A career as an educator is a very rewarding one, but in most cases, you must become a certified teacher before you are eligible to work in your state. Learn about the requirements to become a certified teacher in Rhode Island so you can move along the career path you have chosen.
Requirements for certified teachers in Rhode Island
First and foremost, teachers in Rhode Island need to hold a bachelor’s degree from a regionally accredited institution and complete an approved teacher preparation program, which is usually included for graduates who majored in education. In addition to the degree, prospective teachers must have completed at least 60 hours of field experience plus a 12-week student teaching program. Again, these components are usually part of an education major.
If you have not completed a teacher preparation program, but have done comparable coursework, you can also earn certification through the process of transcript analysis. In this process, the Department of Education assesses the coursework you have completed to determine if it is comparable to what you would learn in a traditional teacher preparation program.

* [Records from a data source]

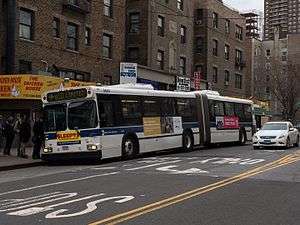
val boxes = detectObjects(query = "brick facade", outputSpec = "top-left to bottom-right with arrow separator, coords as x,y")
194,0 -> 250,97
0,0 -> 125,83
126,0 -> 193,89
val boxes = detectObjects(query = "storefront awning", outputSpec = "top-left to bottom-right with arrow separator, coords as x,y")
0,74 -> 94,100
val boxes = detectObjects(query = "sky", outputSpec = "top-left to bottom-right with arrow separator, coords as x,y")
223,0 -> 264,11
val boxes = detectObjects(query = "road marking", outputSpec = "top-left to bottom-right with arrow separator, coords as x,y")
125,160 -> 181,171
89,154 -> 300,225
156,165 -> 208,174
0,172 -> 120,196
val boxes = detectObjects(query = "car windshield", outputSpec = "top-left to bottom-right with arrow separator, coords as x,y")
262,123 -> 287,130
68,100 -> 97,130
44,104 -> 67,132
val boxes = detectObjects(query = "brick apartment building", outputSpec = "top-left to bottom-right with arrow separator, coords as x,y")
0,0 -> 126,84
126,0 -> 193,90
194,0 -> 249,97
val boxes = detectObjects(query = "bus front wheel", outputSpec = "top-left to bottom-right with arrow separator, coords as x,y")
182,131 -> 194,152
122,136 -> 138,159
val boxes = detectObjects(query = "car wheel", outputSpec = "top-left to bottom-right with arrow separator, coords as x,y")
182,131 -> 194,152
122,137 -> 138,159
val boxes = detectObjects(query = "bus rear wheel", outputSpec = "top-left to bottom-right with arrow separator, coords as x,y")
122,136 -> 138,159
182,131 -> 194,152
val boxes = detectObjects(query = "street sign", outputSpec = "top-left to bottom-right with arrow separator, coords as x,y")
176,77 -> 191,91
120,63 -> 137,84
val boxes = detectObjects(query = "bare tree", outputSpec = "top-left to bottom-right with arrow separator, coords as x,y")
266,62 -> 300,120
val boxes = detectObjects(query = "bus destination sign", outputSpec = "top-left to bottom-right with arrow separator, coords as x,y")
47,88 -> 87,102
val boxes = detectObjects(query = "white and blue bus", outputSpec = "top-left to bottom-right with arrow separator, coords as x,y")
42,85 -> 255,160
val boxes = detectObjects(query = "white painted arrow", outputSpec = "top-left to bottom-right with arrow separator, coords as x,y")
156,165 -> 209,174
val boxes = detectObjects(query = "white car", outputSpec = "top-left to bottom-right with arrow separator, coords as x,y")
252,122 -> 299,149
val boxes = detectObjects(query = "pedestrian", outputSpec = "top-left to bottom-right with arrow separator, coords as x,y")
3,116 -> 15,155
14,113 -> 22,156
20,115 -> 31,158
0,115 -> 5,152
32,115 -> 44,159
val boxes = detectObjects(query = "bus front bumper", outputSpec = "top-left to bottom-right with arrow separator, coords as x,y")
41,151 -> 102,161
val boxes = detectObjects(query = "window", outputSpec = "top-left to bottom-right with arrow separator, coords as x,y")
52,18 -> 60,38
121,96 -> 142,126
225,102 -> 235,116
213,12 -> 219,28
235,25 -> 243,40
225,19 -> 230,34
213,40 -> 218,56
176,99 -> 197,122
213,67 -> 218,83
179,57 -> 186,75
68,100 -> 97,130
19,9 -> 34,40
177,0 -> 184,11
235,74 -> 242,89
84,27 -> 91,45
129,13 -> 140,33
224,70 -> 230,86
180,26 -> 186,44
128,47 -> 139,62
67,23 -> 78,51
157,16 -> 165,37
103,0 -> 113,18
143,97 -> 160,117
196,9 -> 203,24
195,37 -> 204,53
224,44 -> 230,60
19,60 -> 32,74
102,34 -> 112,59
157,50 -> 165,70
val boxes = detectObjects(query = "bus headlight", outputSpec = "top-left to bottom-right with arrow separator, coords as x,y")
86,144 -> 98,151
43,147 -> 53,153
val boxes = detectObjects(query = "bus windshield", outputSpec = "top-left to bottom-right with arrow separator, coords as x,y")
68,100 -> 97,130
44,104 -> 67,132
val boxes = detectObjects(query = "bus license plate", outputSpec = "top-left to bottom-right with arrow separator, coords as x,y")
61,146 -> 69,151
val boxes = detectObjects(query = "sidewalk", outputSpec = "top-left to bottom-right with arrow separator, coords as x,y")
0,147 -> 43,171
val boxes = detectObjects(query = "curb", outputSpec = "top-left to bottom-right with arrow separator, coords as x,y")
0,161 -> 45,171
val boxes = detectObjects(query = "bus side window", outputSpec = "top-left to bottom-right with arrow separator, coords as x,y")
234,103 -> 245,122
225,102 -> 234,116
121,96 -> 142,126
160,98 -> 176,116
143,97 -> 161,117
208,100 -> 216,122
244,105 -> 252,122
215,101 -> 225,116
98,95 -> 115,127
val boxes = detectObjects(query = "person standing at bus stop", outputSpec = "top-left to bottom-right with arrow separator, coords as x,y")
32,115 -> 44,159
20,115 -> 31,158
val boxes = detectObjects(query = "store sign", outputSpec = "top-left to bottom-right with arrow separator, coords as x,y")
0,75 -> 93,99
120,63 -> 137,84
176,77 -> 191,91
193,72 -> 201,91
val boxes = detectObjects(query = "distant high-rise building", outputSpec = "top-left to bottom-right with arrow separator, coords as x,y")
264,0 -> 300,40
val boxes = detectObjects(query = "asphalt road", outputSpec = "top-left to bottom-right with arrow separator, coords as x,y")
0,146 -> 300,225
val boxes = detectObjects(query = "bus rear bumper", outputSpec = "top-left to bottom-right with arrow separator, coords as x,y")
41,151 -> 102,161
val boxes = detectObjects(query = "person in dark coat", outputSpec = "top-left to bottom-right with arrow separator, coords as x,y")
3,116 -> 15,155
32,116 -> 44,159
20,115 -> 31,158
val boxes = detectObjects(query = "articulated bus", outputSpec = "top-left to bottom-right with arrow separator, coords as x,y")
42,84 -> 255,161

* [Work request] In the passage on Rhode Island teacher certification, rewrite the part between "A career as" and "you have chosen.", inclusive, changing "rewarding" to "fulfilling".

* [Solution to this task]
A career as an educator is a very fulfilling one, but in most cases, you must become a certified teacher before you are eligible to work in your state. Learn about the requirements to become a certified teacher in Rhode Island so you can move along the career path you have chosen.